* TESTO ESTRATTO:

**********

Alle ore 19,34, al termine di una azione della Juve, un boato interminabile, simile ad un esplosione, cambiò la vita di tutti noi. Purtroppo quel boato non era legato ad un errore dell’”odiata” Juve ma ad una vera e propria bomba di energia che si stava sprigionando dal suolo. Pensate che, l’orologio che è in cima al “Palazzo Reale” in Piazza del Plebiscito, rimase bloccato a quell’ora e restò così per mesi.
La nostra prima reazione fu quella di guardarci attoniti, senza comprendere bene cosa stesse accadendo. Noi ragazzi eravamo seduti a terra a guardare la partita. Mi alzai di scatto ma confuso perché non avevo idea di cosa fosse un terremoto. Mi precipitai nel corridoio ma venivo sballottato da un lato ad un altro e cercavo di mantenermi vicino alle pareti. A quel punto gli adulti urlarono: “il terremoto”. Non si capì più nulla ed eravamo solo al primo piano.
Attimi che sembravano un’eternità
Giunti in strada la scossa non era ancora finita, quegli attimi erano interminabili, ma era possibile udire le urla ed i pianti della gente impaurita. La cosa che più mi è rimasta impressa furono gli antifurti impazziti che, credo, durarono fino a scaricarsi del tutto. Dopo ben 90 secondi tutto ebbe fine, ma nessuno di noi poteva immaginare che quello era invece l’inizio di lungo ed interminabile calvario. Dopo qualche minuto ci ricongiungemmo con altri amici e parenti e ci avviammo verso piazza del Plebiscito dove trascorremmo più di una nottata. Per fortuna non faceva freddo, anzi, c’era un insolito “caldo”.

**********

* CONSEGNA: Trascrivi dal racconto del terremoto il passo che comincia con "La nostra prima" e prosegue fino a "al primo piano.".

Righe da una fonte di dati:
**********

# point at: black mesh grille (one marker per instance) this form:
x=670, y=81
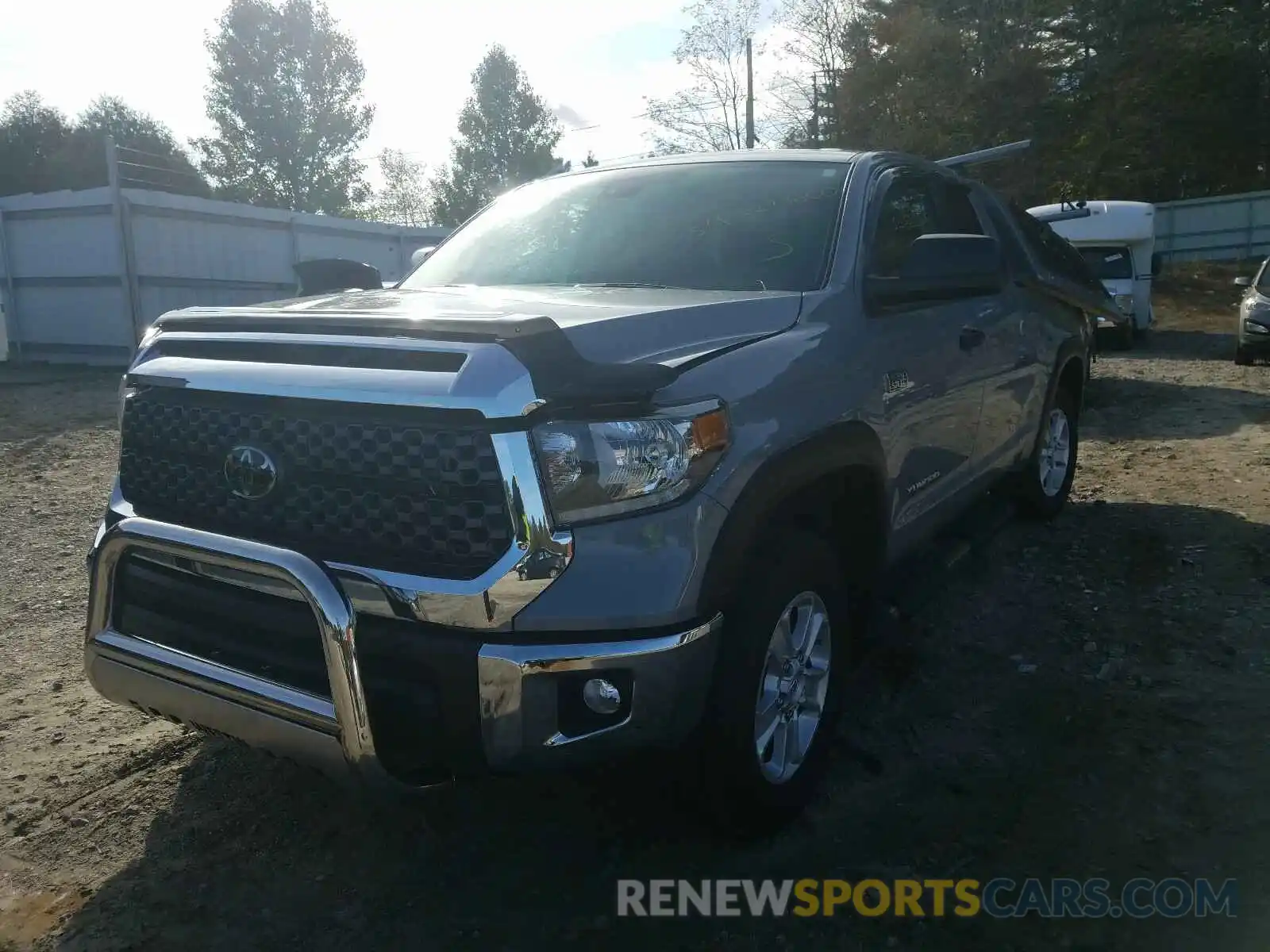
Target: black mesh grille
x=387, y=488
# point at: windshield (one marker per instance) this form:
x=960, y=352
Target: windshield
x=1109, y=262
x=710, y=226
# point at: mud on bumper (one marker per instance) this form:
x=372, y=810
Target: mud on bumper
x=393, y=701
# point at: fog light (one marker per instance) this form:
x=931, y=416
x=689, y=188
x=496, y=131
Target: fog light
x=601, y=697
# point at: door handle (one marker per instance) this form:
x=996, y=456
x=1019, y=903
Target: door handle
x=971, y=338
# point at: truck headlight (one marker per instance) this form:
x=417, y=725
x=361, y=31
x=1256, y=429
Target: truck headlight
x=126, y=391
x=598, y=470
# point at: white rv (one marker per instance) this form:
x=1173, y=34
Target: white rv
x=1118, y=241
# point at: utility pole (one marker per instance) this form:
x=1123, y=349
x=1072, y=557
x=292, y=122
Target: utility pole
x=814, y=124
x=749, y=93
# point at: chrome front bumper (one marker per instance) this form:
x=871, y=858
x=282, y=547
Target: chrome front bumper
x=514, y=698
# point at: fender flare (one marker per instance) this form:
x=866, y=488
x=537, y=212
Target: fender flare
x=1071, y=349
x=774, y=484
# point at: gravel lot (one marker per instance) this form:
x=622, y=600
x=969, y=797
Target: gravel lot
x=1136, y=747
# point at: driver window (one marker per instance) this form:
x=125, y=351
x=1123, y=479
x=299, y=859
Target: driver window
x=907, y=213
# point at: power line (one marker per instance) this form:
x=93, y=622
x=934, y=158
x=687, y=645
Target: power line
x=141, y=152
x=164, y=171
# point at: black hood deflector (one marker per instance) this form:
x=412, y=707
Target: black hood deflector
x=559, y=372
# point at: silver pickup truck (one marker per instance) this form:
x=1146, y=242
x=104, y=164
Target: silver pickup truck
x=616, y=467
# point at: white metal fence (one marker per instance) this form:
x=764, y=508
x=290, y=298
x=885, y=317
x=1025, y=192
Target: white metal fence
x=83, y=273
x=1222, y=228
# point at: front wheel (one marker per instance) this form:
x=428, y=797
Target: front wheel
x=778, y=687
x=1045, y=482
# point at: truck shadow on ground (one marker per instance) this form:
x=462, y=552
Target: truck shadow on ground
x=1134, y=747
x=1180, y=346
x=1128, y=408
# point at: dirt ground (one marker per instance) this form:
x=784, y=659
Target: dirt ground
x=1136, y=747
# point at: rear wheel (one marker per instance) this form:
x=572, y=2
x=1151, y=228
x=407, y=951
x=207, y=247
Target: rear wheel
x=1045, y=482
x=778, y=689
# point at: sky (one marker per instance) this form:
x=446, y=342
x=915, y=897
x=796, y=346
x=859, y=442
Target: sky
x=594, y=61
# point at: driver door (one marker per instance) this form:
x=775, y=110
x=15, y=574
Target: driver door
x=931, y=357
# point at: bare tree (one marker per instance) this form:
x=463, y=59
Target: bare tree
x=710, y=114
x=817, y=55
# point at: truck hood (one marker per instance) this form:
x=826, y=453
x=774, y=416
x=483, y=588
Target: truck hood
x=601, y=325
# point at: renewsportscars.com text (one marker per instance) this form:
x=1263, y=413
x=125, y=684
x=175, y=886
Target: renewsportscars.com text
x=1000, y=898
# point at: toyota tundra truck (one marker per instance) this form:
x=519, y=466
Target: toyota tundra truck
x=616, y=469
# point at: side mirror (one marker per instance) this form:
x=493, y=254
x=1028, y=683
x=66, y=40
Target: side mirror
x=329, y=274
x=941, y=267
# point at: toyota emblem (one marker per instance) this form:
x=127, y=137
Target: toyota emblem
x=249, y=473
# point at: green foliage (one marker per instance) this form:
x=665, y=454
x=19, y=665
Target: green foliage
x=404, y=198
x=506, y=136
x=286, y=99
x=1149, y=99
x=41, y=152
x=31, y=136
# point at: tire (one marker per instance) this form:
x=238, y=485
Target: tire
x=1041, y=493
x=747, y=789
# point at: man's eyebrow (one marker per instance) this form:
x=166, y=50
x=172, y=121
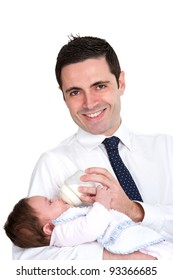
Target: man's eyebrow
x=99, y=82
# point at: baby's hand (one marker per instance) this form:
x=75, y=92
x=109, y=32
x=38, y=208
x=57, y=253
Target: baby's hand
x=103, y=196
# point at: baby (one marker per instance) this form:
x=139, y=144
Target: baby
x=38, y=221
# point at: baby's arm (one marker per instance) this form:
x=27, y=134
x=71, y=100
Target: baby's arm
x=86, y=228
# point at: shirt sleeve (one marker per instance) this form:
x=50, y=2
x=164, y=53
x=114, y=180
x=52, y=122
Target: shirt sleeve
x=83, y=229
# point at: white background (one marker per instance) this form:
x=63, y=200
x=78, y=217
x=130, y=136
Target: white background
x=33, y=116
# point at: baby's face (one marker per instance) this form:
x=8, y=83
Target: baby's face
x=48, y=209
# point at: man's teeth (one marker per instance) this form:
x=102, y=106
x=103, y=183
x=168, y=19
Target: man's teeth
x=93, y=115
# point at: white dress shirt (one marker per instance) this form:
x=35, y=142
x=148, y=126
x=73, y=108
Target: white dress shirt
x=149, y=159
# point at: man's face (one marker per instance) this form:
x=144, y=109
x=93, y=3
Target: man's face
x=92, y=95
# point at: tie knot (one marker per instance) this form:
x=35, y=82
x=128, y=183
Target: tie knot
x=111, y=142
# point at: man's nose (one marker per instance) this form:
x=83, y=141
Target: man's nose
x=89, y=100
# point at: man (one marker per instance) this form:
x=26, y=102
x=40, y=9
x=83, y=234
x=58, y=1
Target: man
x=92, y=83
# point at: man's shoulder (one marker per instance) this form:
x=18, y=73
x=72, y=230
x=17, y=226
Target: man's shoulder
x=151, y=138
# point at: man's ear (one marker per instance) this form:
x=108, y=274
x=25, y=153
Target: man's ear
x=48, y=228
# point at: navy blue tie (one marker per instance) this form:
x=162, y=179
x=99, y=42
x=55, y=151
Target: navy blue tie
x=122, y=173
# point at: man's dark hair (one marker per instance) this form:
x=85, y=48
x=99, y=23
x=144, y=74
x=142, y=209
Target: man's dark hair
x=24, y=228
x=81, y=48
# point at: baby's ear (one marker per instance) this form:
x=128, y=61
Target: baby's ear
x=48, y=228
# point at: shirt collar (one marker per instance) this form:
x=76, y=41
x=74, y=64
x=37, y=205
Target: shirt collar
x=90, y=141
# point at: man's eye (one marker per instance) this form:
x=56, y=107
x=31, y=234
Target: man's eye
x=74, y=93
x=101, y=86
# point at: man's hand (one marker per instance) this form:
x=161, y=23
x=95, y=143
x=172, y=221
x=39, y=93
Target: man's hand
x=119, y=200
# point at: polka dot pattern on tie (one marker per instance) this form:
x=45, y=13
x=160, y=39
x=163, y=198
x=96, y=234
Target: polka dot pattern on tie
x=122, y=173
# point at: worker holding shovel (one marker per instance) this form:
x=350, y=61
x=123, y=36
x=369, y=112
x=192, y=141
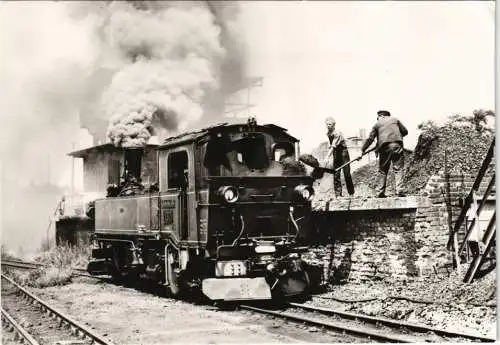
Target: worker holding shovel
x=339, y=155
x=389, y=132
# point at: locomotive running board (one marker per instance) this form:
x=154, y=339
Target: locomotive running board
x=236, y=289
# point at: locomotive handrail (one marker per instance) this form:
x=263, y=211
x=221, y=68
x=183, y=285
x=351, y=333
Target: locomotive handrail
x=470, y=197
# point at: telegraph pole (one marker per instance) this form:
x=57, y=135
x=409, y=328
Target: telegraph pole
x=73, y=172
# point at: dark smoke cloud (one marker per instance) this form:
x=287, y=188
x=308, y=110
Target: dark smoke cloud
x=64, y=65
x=177, y=59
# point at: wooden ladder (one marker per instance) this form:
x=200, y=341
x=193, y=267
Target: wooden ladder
x=484, y=240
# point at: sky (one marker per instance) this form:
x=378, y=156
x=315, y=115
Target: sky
x=347, y=59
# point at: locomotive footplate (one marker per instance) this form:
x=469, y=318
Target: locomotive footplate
x=236, y=289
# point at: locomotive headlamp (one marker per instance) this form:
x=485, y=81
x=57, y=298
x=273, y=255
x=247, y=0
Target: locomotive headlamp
x=229, y=193
x=306, y=192
x=265, y=249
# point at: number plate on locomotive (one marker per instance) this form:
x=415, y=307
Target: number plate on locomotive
x=232, y=268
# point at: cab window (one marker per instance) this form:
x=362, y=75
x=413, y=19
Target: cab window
x=178, y=170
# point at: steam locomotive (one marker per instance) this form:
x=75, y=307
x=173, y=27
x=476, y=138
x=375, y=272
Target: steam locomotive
x=230, y=216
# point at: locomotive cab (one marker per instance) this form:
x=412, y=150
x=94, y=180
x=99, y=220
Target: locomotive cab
x=231, y=217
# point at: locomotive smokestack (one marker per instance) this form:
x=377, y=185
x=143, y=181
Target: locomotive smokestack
x=133, y=163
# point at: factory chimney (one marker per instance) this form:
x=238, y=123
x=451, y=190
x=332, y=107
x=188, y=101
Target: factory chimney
x=133, y=163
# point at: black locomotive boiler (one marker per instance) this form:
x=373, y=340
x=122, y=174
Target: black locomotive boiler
x=229, y=215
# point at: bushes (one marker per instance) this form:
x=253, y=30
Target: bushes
x=57, y=266
x=464, y=139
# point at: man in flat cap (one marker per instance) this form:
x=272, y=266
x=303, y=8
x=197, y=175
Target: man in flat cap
x=340, y=155
x=389, y=132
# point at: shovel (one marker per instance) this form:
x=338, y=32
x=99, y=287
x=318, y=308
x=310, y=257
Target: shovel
x=318, y=172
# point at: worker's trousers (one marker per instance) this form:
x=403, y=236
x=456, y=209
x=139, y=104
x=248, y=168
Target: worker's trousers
x=391, y=153
x=342, y=157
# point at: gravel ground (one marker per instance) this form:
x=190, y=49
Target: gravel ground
x=441, y=302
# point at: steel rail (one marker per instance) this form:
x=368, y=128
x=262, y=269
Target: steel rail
x=63, y=317
x=20, y=331
x=335, y=326
x=34, y=265
x=20, y=264
x=390, y=323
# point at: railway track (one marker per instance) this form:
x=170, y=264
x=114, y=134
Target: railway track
x=366, y=327
x=363, y=326
x=33, y=320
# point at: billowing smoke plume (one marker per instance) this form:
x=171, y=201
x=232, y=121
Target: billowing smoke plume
x=139, y=67
x=172, y=60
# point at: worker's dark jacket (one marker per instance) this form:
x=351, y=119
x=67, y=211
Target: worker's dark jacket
x=387, y=129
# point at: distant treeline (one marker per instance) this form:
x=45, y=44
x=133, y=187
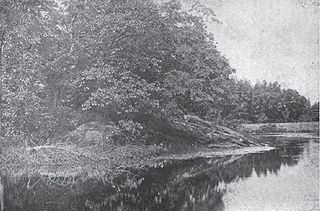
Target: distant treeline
x=268, y=103
x=128, y=64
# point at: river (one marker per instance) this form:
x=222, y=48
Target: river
x=286, y=178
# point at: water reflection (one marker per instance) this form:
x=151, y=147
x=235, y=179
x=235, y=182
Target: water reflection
x=198, y=184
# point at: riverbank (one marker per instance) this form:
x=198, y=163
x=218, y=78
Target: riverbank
x=104, y=162
x=292, y=127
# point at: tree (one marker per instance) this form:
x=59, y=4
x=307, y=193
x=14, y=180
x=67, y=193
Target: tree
x=163, y=54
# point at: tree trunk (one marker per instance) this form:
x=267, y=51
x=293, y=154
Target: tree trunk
x=2, y=40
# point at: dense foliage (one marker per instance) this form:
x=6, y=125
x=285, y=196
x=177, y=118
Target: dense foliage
x=63, y=63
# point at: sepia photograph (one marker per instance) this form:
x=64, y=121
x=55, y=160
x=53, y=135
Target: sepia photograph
x=159, y=105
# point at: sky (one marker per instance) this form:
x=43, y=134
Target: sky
x=275, y=40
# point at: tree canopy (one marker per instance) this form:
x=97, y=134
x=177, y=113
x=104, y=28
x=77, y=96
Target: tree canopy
x=63, y=63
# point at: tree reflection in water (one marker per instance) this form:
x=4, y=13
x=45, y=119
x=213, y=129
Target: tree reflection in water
x=197, y=184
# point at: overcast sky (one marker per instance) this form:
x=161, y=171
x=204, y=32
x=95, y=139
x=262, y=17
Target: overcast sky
x=275, y=40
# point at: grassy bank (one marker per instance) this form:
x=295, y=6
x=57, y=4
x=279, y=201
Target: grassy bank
x=103, y=162
x=295, y=127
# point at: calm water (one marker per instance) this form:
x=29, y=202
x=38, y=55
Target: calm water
x=286, y=178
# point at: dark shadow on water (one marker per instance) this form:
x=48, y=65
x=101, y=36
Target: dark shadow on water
x=197, y=184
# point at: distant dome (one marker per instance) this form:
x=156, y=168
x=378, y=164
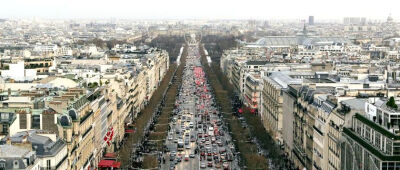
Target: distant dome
x=389, y=19
x=65, y=120
x=72, y=113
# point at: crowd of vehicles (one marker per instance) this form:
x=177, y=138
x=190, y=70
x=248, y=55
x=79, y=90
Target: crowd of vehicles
x=197, y=137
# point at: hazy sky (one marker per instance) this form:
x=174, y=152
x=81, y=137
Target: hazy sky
x=199, y=9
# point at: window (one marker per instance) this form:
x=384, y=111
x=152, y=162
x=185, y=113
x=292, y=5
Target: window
x=4, y=116
x=5, y=129
x=48, y=163
x=16, y=164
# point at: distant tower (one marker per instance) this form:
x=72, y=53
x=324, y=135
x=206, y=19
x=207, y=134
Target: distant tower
x=389, y=19
x=311, y=20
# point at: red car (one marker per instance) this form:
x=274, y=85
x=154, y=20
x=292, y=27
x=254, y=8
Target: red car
x=225, y=165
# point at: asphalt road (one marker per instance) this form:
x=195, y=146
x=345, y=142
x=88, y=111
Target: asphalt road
x=195, y=114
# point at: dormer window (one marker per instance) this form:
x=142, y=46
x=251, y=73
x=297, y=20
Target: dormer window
x=15, y=164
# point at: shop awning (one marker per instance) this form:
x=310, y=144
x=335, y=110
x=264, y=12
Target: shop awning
x=109, y=164
x=129, y=131
x=110, y=155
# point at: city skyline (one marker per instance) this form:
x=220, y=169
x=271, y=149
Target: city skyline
x=176, y=9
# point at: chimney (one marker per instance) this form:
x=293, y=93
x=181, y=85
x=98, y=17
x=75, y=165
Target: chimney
x=8, y=141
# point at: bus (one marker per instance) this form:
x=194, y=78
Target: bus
x=180, y=145
x=210, y=131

**********

* SOLUZIONE SCRITTA:
La nostra prima reazione fu quella di guardarci attoniti, senza comprendere bene cosa stesse accadendo. Noi ragazzi eravamo seduti a terra a guardare la partita. Mi alzai di scatto ma confuso perché non avevo idea di cosa fosse un terremoto. Mi precipitai nel corridoio ma venivo sballottato da un lato ad un altro e cercavo di mantenermi vicino alle pareti. A quel punto gli adulti urlarono: “il terremoto”. Non si capì più nulla ed eravamo solo al primo piano.